### PROVIDED TEXT ###

For a while I was not planning on keeping a (b)log but have decided this has been an unprecedented time that it would be good to keep some sort of written memory of the past 8 or so months.
So I begin or rather continue for the Summer 2019 blog.
We arrived in our berth in Lefkas marina at the beginning of November in a new berth on B pontoon (which is a distance away from F and G party pontoons). Doug and Josie are on Windsong a couple of boats down and there are one or two other liveaboards on this pontoon too.
Wintering in Levkas is great – all the shops and restaurants are open throughout the winter – it is quite a lively centre. It has been great seeing the people we had met last winter and I decided this year I would be more social-able and attend bi-weekly Stretch classes (which I thoroughly enjoyed) and the Sunday Whacky Walkers (whose walks are generally 2 hours long covering approx. 10 kms and take place around various parts of the island).
The Saturday fresh f&v market was just as good as ever. The stall holders remembered me and always greeted me with a Kalimera, Ti Kanis? (hello, how are you?). Love watching the comings and goings of seasonal produce.
There was the usual Welcome party where winter liveaboards attend, each bring a plate of nibbles to share, drinks are thrown on by the marina and Porto cafe (plus others). The Shanty Boys performed and then there was music to all hours. A truly fun night.
A couple of (Perth) Aussies arrived in early December to take possession of their first boat (and embark on their first sailing experience, another story). Steve and Kim had a huge container load of stuff which they had sent over from Perth and were getting rid of double up /extraneous items, so we picked up quite a bit of stuff. We had them over for an Eastern European Christmas lunch.
As we didn’t attend the various Christmas events I suggested that any liveaboards left in the marina (as most head home for the festive season “– UK, Norway etc) to have an in between Christmas and New Years chat up” at Porto Cafe. This was well attended, everyone brought a plate of nibbles and we had a great time.
One of the Greek traditions, especially in Levkas, it the blessing of the oranges and diving for the holy cross. They performed this near the bridge. I bought some oranges and duly dunked them in the blessed canal and took them back on the boat. They are supposed to go rock hard over the year and the following year to throw them back into the canal. One of mine went mouldy after a few weeks so I threw them away. Maybe a bad omen?
One of the advantages of socialising wth those that have been here for a while they introduce you to some new places. Red Wine Rob spilled the beans about this Oozeire, which we all call the Albanian Bar, which serves you all these home cooked mezze for free with each drink. One drink and they bring out 4-5 small plates of wonderful food: omelettes, sausages, beans, potatoes, chicken wings, meatballs etc. Absolutely wonderful The previous year Gen and I found the fishmonger/restaurant which did the same, which we still frequented.
In February we went to Venice for the opening of the Carnival. It was good – it could have been better hadn’t we both had differing problems with our legs, and if we would have gone to the main venue a little earlier to get a better vantage point (saw very little where we stood – best watch the you tube vid’s the next day). Anyways, we always said we wanted to be in Venice for carnival – so therefore tick.

###

§ TO-DO LIST:
(A) Answer these questions from the Lefkas winter blog:
(i) Which pontoon was the new berth in Lefkas marina on?
(ii) How long and how far are the Sunday Whacky Walkers' walks generally?
(iii) What was the February trip to Venice for?
(B) Count the lines in the records that contain the word "pine", and reply with that number alone.

### GIVEN INFORMATION ###

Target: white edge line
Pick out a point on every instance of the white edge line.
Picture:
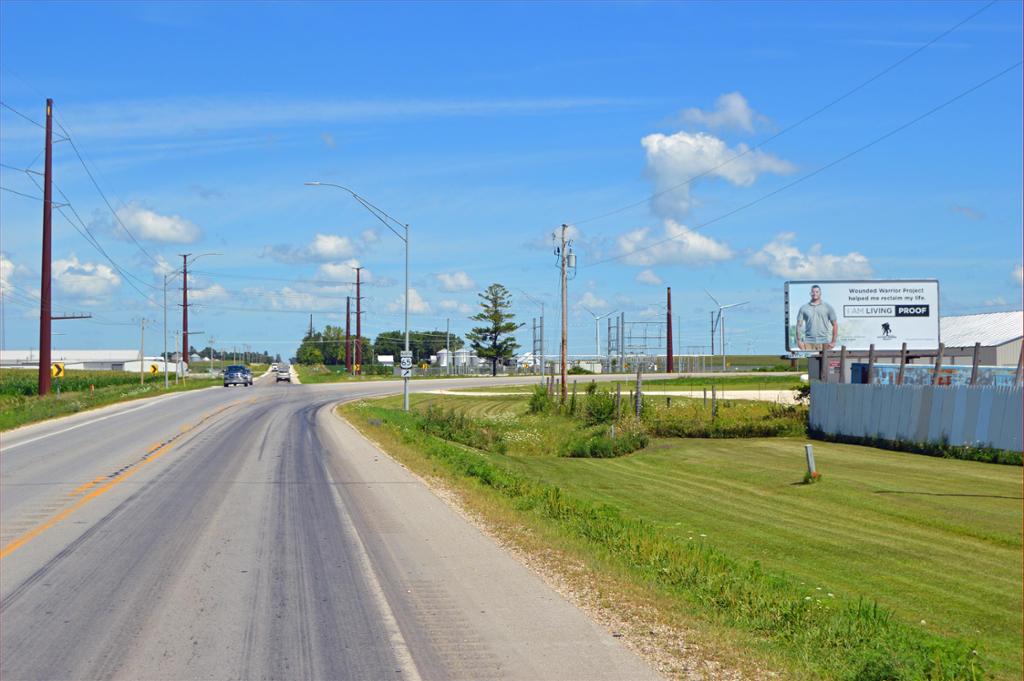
(401, 652)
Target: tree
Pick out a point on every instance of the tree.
(494, 340)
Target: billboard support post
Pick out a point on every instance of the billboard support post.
(870, 365)
(938, 366)
(902, 365)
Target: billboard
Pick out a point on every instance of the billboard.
(828, 314)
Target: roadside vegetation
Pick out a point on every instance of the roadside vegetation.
(893, 566)
(77, 391)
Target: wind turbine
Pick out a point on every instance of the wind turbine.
(597, 331)
(720, 322)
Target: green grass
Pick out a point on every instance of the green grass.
(929, 540)
(18, 409)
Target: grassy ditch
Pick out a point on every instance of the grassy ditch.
(894, 567)
(20, 406)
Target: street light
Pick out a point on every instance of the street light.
(387, 221)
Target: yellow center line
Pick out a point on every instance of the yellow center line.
(153, 455)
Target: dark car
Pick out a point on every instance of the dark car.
(238, 375)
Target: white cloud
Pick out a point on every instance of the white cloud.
(672, 160)
(343, 271)
(731, 111)
(328, 247)
(648, 277)
(592, 301)
(455, 306)
(781, 258)
(457, 281)
(147, 224)
(212, 292)
(678, 246)
(417, 304)
(6, 270)
(84, 280)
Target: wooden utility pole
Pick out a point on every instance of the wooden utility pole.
(358, 321)
(564, 343)
(184, 310)
(669, 359)
(45, 302)
(348, 338)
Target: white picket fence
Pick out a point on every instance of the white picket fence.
(957, 415)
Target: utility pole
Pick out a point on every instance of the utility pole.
(358, 321)
(563, 258)
(348, 337)
(141, 350)
(45, 302)
(669, 358)
(184, 309)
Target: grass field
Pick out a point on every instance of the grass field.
(20, 406)
(936, 542)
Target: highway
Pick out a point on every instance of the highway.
(250, 534)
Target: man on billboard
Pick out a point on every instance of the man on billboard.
(816, 325)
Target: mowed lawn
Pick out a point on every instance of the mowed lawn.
(938, 541)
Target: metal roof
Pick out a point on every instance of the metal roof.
(990, 329)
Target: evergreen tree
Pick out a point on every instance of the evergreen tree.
(494, 340)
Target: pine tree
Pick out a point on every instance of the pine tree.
(495, 341)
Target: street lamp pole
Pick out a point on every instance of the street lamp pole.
(388, 222)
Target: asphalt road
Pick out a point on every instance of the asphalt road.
(249, 534)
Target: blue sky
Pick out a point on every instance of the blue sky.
(485, 126)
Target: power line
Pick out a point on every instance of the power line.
(17, 113)
(795, 125)
(823, 168)
(103, 196)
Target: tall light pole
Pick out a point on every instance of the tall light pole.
(721, 322)
(388, 222)
(597, 333)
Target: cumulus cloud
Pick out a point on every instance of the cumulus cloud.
(343, 271)
(206, 294)
(968, 212)
(781, 258)
(455, 306)
(417, 304)
(147, 224)
(672, 160)
(677, 246)
(592, 301)
(6, 270)
(731, 111)
(457, 281)
(84, 280)
(648, 277)
(322, 249)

###

§ ANSWERS PROVIDED:
(A)
(i) B pontoon
(ii) About 2 hours, covering approximately 10 km
(iii) The opening of the Carnival

(B) 2